▸ **Document text**:
┄┄┄┄┄┄

Secondly, he must come to terms with a car that hasn’t always given him what he needs. Having tried the CI discs at Suzuka in April, he didn’t switch to them until Barcelona after struggling with the consistency of the Brembo product. He’s also complained about power unit regulations that militate against his livewire style, dancing on the limit of traction at the rear, given such high-wire acts don’t gel with energy regimes that reward consistency even in qualifying. Just as Hamilton did last year, Leclerc feels neutered as a driver.
It’s not decided yet. Leclerc has endured a difficult spell, but he remains one of the fastest drivers, if not the fastest, in F1 over a single lap.
“Lewis will stop at nothing to make himself the epicentre of Ferrari.”
What’s more, even when struggling with the brakes his underlying pace has, at times, been a little faster than Hamilton’s. The raw materials are there, but he must weather this storm at a time when Hamilton is exerting a growing gravitational pull.
Leclerc still holds all of the cards, but the question is whether he plays them correctly or loses himself by not knowing how to react to Hamilton’s growing influence in the team. Leclerc is stunningly fast, over one lap and race distances, having also developed into a canny tyre-manager when needed, but the stress over radio communications and doubts about his influence over the engineering side of the team highlight cracks for Hamilton to exploit.
The battle will be no-holds-barred on the circuit, but off-track it likely won’t be one of animosity, instead a far more subtle one as the veteran legend stops at nothing to make himself the epicentre of Ferrari. What happens won’t only make or break Hamilton’s Ferrari dream, but also Leclerc’s.

┄┄┄┄┄┄

▸ **Task input**:

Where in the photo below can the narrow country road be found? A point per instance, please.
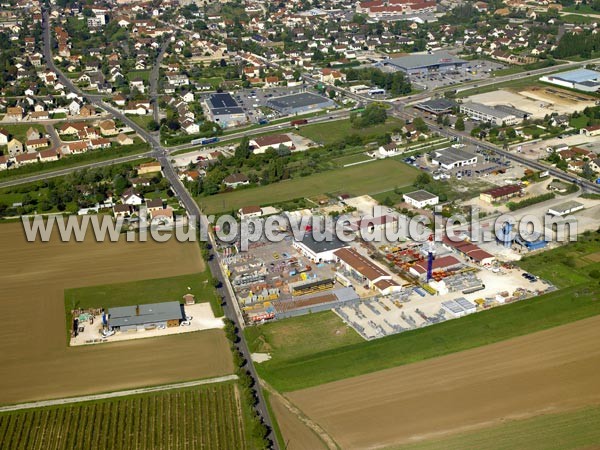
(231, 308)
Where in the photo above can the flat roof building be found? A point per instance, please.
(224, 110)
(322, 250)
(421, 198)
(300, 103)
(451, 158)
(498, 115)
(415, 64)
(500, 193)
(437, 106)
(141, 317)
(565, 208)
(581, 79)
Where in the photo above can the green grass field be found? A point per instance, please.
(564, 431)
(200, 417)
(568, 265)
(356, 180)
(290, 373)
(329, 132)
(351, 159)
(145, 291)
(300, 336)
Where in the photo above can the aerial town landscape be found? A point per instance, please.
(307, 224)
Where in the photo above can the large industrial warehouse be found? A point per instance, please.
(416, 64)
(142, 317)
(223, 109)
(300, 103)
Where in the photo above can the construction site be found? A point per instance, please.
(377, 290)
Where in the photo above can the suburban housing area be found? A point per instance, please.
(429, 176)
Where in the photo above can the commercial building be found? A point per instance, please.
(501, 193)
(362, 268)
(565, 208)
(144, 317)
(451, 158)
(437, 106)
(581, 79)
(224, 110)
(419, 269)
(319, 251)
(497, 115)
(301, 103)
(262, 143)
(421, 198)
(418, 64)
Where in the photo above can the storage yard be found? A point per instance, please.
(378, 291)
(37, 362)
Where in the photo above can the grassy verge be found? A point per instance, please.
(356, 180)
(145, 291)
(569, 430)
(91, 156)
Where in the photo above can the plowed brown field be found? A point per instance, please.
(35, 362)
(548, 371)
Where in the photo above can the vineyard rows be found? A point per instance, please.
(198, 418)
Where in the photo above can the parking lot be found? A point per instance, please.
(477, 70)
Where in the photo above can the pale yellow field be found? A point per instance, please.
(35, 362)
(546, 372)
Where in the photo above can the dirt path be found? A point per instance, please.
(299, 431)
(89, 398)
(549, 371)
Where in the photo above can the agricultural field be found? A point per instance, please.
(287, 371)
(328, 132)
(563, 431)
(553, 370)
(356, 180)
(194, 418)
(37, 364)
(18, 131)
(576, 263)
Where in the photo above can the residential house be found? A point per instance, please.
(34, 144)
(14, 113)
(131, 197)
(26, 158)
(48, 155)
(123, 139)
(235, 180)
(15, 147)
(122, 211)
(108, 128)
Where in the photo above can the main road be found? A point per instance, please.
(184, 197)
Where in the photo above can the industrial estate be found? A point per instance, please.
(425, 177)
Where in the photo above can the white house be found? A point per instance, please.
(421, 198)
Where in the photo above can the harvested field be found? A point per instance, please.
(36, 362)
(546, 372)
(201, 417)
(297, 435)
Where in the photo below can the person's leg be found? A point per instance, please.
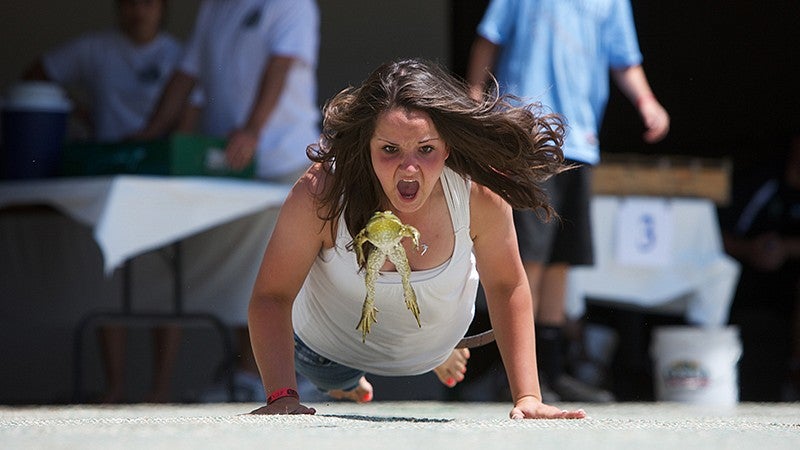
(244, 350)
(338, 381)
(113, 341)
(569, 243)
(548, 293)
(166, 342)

┄┄┄┄┄┄

▸ **Short problem 1**:
In the records, can you replace "harvested field" with "stubble field" and rewrite the lines from the one containing "Where in the photo above can the residential" through the end of the records, leaving everything else unchanged and omitting the pictures?
▸ **Short problem 2**:
What comes next in the article on Leclerc and Hamilton at Ferrari? Continue it from the point where it stops.
The records have no connection to the article on Leclerc and Hamilton at Ferrari.

▸ **Exercise result 1**:
Where in the photo above can the residential house be found? A point per instance, please.
(34, 144)
(14, 113)
(131, 197)
(26, 158)
(48, 155)
(123, 139)
(235, 180)
(15, 147)
(122, 211)
(108, 128)
Where in the photo above can the main road be found? A point per instance, please.
(184, 197)
Where in the photo above can the industrial estate be found? A point per instance, please.
(425, 177)
Where in the photo above can the white house be found? A point per instance, please.
(421, 198)
Where in the photo above can the stubble field be found? A point per instance, please.
(36, 362)
(546, 372)
(201, 417)
(297, 435)
Where in the photo below can the person's leg be found? A point per instance, please.
(244, 350)
(338, 381)
(113, 341)
(569, 243)
(548, 293)
(166, 342)

▸ **Exercise result 2**:
There have been podiums for Oscar Piastri and Lando Norris, below, in 2026, but the McLaren drivers aren’t challenging for wins
LAT/McLaren
McLAREN
Lando Norris vs Oscar Piastri
The conflict between Norris and Piastri was one of the defining narratives of 2025, but not this year. With McLaren no longer a regular race-winning threat, Norris’s Miami sprint victory aside, the rivalry between the pair has been relegated to a sub-plot. Norris triumphed in 2025 without landing the killer blow, but hostilities are on hold as the pair strive to help McLaren back to title-chasing form.
Despite that, there are hints that Norris has achieved a new level after winning last year’s title. He has an unusual psychology for a world champion, talking in the past of ‘imposter syndrome’ and lacking the rock-solid, in some cases irrational, self-confidence that has characterised many of the greats. That’s not a criticism or a limitation, but it does mark him out as different. Piastri is a cooler head, F1’s resident iceman, so how profound the psychological toll of losing last year is remains hidden.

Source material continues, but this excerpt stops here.